§ REQUEST: Reproduce every line of the records below verbatim, omitting the pictures.

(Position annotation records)
-- Begin --

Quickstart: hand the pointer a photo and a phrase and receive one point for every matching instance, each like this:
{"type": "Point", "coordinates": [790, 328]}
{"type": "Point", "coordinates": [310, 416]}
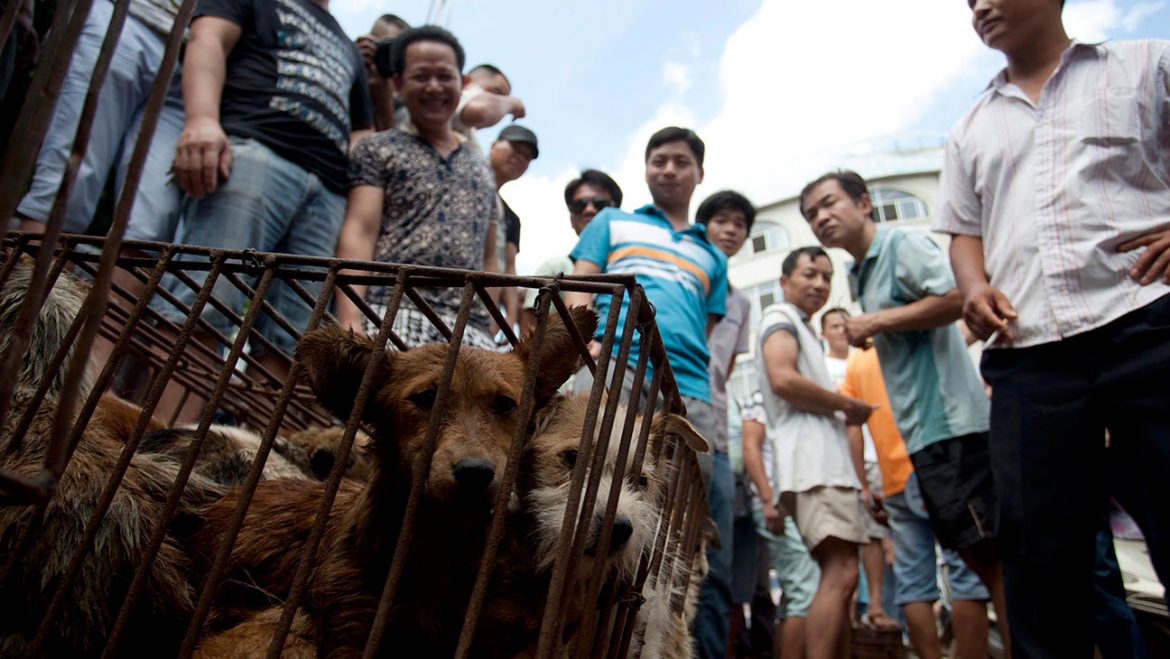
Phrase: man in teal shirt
{"type": "Point", "coordinates": [907, 289]}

-- End --

§ COMPLETE OUTPUT:
Quickstart: hand the pointer a photo and a phrase and receive one point for every matching instance, each like this:
{"type": "Point", "coordinates": [790, 328]}
{"type": "Point", "coordinates": [310, 416]}
Phrase: man in teal shirt
{"type": "Point", "coordinates": [907, 289]}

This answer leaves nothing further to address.